- _Supplied records_
******

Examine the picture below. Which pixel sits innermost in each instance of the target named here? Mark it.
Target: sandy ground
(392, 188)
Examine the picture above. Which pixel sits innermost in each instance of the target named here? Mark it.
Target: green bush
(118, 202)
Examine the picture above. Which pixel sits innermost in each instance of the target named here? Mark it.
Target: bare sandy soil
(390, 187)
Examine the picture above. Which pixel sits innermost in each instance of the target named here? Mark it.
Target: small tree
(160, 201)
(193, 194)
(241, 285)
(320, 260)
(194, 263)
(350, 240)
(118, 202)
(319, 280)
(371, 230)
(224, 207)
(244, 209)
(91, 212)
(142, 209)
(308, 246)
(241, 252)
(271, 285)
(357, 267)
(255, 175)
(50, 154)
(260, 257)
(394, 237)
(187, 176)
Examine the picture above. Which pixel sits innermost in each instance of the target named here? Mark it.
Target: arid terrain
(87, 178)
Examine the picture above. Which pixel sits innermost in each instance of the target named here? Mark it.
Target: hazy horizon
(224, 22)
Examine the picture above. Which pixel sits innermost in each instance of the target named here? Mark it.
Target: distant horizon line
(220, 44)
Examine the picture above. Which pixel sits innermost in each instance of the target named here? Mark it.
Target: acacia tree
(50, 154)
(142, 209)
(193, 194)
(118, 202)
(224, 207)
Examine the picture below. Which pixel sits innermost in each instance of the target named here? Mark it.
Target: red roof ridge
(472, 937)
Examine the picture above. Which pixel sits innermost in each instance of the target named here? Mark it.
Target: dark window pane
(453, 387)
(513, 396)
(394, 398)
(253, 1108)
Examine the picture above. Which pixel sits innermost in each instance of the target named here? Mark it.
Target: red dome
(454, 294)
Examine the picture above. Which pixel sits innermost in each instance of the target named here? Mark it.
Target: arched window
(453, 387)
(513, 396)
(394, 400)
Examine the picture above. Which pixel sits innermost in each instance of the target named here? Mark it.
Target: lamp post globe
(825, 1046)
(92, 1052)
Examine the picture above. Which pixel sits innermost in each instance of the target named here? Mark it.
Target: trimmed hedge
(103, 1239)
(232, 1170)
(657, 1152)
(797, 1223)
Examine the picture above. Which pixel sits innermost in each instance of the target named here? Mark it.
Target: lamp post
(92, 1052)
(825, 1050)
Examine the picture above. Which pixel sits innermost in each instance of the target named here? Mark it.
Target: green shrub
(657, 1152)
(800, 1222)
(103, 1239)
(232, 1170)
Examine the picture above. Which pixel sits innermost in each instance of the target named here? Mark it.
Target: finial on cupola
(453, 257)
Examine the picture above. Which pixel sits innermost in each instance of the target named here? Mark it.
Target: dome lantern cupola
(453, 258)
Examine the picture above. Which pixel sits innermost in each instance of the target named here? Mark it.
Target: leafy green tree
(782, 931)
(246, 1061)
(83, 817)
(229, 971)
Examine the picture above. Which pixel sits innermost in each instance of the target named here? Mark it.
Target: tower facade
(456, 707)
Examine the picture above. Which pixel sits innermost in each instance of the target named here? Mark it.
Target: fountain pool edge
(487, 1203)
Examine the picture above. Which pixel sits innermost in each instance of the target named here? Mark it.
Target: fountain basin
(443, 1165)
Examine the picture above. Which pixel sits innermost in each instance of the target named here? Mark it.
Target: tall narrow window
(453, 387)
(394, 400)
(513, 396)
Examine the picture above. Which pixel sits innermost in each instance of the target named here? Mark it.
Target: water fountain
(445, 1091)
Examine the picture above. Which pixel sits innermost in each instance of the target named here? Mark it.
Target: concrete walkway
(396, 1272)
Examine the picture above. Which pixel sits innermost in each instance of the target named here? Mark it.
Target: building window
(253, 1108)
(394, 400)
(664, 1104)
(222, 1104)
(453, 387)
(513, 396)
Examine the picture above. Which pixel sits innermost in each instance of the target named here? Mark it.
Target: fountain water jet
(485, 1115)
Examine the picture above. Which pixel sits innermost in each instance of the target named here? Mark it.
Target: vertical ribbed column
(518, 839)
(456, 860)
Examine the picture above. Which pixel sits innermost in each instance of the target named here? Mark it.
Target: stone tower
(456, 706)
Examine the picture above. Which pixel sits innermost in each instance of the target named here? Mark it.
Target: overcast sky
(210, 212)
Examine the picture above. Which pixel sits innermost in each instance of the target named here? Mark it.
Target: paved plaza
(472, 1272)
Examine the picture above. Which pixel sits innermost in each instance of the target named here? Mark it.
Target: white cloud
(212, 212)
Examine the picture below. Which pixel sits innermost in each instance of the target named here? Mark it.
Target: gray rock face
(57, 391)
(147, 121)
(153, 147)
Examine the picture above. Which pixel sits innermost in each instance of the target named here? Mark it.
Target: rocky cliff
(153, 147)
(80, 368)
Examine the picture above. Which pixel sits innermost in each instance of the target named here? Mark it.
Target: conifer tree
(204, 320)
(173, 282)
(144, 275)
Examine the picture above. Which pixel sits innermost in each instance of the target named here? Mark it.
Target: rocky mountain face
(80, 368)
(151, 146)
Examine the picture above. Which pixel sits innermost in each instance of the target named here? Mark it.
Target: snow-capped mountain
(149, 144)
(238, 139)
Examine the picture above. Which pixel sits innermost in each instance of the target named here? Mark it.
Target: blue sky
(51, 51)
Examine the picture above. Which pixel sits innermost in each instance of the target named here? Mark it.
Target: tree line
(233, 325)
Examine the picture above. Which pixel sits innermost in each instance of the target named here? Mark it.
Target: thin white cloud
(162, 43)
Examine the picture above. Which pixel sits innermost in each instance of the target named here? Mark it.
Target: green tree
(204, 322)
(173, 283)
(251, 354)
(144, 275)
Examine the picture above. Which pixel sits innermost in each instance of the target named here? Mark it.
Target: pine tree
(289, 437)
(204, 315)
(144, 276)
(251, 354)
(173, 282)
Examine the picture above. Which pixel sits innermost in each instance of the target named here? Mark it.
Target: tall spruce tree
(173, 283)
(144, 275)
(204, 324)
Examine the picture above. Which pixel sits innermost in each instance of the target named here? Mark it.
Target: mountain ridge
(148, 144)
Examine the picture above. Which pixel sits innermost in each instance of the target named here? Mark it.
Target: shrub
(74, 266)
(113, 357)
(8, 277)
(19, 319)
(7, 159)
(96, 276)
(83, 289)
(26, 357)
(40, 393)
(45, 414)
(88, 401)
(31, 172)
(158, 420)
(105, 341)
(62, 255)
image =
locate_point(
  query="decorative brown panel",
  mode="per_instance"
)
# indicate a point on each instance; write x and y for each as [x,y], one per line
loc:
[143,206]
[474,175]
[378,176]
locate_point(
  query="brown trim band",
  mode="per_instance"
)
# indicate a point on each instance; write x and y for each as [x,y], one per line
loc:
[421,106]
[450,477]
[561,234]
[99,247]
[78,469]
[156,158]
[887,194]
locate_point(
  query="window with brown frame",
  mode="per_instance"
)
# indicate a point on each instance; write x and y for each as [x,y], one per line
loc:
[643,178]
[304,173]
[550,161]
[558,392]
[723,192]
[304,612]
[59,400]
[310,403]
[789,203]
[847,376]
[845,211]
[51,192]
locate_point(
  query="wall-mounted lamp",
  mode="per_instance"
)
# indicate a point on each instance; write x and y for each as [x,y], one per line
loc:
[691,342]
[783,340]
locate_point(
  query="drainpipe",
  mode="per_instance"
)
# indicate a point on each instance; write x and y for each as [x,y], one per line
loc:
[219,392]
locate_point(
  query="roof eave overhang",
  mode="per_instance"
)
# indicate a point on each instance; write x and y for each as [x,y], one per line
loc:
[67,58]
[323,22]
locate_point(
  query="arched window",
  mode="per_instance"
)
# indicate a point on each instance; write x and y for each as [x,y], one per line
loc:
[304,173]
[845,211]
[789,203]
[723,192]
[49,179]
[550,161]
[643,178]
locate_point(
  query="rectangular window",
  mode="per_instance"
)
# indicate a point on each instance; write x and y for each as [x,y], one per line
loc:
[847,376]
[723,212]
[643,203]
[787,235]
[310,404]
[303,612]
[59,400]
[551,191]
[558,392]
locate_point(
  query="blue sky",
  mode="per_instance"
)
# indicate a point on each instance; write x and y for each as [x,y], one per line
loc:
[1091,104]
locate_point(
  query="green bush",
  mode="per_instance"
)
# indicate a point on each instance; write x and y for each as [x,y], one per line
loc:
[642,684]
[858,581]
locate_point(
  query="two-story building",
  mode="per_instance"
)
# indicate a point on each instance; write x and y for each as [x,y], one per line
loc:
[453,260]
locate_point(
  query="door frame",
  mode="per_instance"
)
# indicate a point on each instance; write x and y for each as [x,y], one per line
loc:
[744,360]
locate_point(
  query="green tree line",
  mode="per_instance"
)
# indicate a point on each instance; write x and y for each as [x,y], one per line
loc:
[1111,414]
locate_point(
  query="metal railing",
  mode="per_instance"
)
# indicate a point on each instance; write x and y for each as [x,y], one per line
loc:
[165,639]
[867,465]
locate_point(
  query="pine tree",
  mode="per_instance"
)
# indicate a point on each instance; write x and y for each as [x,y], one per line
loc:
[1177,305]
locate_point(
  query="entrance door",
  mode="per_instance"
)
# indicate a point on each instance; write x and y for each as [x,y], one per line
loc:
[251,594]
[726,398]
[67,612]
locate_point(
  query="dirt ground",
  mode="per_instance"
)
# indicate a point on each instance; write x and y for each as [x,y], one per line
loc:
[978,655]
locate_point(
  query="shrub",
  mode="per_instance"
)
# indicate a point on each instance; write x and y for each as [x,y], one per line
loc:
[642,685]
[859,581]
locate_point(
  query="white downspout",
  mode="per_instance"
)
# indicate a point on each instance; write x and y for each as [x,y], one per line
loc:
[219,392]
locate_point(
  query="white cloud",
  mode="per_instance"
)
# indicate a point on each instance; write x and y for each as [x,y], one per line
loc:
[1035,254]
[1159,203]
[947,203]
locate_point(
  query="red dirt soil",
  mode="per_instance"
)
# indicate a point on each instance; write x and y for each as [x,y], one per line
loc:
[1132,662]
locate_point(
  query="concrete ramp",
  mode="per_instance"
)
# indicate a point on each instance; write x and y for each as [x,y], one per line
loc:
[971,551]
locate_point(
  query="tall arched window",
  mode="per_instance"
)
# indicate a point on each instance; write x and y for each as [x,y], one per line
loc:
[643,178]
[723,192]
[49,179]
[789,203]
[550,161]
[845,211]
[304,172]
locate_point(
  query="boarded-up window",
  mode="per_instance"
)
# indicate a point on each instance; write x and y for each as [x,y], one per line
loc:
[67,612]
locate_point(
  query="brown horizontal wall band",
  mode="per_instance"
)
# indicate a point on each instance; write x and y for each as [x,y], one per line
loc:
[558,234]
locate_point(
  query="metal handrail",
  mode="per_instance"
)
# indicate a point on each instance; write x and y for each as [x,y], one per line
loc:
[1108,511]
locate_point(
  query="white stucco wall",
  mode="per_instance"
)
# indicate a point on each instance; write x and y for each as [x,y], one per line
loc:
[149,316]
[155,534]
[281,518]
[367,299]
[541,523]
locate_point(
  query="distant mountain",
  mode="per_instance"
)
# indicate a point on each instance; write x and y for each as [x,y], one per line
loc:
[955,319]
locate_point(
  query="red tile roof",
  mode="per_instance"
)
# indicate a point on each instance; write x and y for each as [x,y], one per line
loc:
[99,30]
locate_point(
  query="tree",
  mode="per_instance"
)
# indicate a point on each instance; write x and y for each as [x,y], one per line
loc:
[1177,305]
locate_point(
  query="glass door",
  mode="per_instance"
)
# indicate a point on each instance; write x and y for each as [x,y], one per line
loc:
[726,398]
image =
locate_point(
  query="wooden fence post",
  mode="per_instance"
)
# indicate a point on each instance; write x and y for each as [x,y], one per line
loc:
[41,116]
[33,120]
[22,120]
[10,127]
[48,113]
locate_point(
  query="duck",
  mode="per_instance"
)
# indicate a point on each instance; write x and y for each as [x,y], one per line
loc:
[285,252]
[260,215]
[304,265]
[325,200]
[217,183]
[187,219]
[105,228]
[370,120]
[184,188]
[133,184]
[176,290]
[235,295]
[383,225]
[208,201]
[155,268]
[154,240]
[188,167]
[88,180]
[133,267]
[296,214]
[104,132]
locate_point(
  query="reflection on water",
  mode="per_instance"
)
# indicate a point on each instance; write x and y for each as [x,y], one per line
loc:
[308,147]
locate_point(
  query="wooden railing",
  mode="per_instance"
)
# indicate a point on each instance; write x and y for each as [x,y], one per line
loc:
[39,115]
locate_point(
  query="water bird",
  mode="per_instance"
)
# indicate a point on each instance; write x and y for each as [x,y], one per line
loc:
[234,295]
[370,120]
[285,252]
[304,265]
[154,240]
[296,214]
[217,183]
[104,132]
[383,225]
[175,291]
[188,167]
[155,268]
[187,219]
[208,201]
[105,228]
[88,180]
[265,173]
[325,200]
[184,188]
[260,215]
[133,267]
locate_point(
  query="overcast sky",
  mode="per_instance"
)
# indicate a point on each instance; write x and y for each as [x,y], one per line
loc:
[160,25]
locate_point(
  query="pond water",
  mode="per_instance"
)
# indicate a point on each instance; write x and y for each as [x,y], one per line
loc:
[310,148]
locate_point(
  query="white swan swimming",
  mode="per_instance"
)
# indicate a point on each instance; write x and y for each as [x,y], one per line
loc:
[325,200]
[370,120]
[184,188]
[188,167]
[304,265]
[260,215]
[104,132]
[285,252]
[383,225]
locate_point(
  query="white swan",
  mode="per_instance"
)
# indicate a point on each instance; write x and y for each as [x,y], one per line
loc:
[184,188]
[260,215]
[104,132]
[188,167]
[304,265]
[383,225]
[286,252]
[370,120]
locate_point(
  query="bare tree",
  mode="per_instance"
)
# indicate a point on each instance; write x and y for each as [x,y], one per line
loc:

******

- _What you need to do_
List every line of the data above that contains the string "soil". Case counts.

- _The reply_
Target: bare sandy soil
  query="red dirt soil",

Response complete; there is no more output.